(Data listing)
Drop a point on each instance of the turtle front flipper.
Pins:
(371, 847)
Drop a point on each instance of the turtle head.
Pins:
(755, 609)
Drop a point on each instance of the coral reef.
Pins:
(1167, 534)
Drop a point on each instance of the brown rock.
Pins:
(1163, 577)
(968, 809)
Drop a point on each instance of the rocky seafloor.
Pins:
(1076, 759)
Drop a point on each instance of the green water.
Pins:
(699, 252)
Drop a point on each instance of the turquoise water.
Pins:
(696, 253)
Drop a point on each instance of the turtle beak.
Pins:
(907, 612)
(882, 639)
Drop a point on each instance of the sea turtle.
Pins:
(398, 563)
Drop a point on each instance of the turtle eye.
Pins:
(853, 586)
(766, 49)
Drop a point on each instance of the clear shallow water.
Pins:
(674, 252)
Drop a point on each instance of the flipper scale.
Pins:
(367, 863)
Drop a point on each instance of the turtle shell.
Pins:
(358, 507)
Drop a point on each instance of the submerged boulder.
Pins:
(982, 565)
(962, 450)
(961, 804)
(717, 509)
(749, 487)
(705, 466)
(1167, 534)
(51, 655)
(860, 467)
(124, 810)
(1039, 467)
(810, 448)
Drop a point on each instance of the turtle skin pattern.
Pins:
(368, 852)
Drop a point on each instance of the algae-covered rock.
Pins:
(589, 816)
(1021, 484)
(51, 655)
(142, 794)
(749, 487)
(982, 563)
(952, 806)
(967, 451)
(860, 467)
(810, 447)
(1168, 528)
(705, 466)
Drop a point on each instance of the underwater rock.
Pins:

Written request: Copy out every line of the data listing above, word for word and without any changes.

Complete output:
Drop a point on each instance of the turtle front flipper.
Pins:
(371, 847)
Drop a point on each instance of the turtle head.
Pins:
(755, 609)
Drop a point on each instance of the coral reef.
Pins:
(1167, 534)
Drop a point on each instance of the brown rock.
Pins:
(1163, 577)
(968, 809)
Drop a point on each instance of the rocky seafloor.
Pins:
(1076, 759)
Drop a point on each instance of the green water.
Pins:
(699, 252)
Drop a point on each instance of the turquoise water.
Pins:
(696, 253)
Drop a point on each instance of the turtle beak.
Pins:
(907, 612)
(882, 639)
Drop a point on each instance of the sea turtle.
Pins:
(398, 563)
Drop a point on each instance of the turtle eye.
Pins:
(853, 586)
(766, 49)
Drop a point on each instance of the clear shallow water.
Pins:
(674, 252)
Drop a point on each instance of the flipper scale.
Pins:
(367, 863)
Drop a point on each instance of the turtle shell.
Pins:
(358, 507)
Drop a point on each instance of the submerged boulder.
Pins:
(982, 565)
(962, 450)
(961, 804)
(717, 509)
(749, 487)
(705, 466)
(1167, 534)
(51, 655)
(860, 467)
(124, 810)
(1039, 467)
(810, 448)
Drop a point on each instance of the turtle skin pattern.
Pins:
(368, 852)
Drop a point on each instance of the algae-covered rock.
Pins:
(589, 816)
(1021, 484)
(51, 655)
(142, 794)
(749, 487)
(982, 563)
(952, 806)
(967, 451)
(860, 467)
(810, 447)
(1168, 528)
(705, 466)
Drop a point on each instance of the underwater rock.
Pins:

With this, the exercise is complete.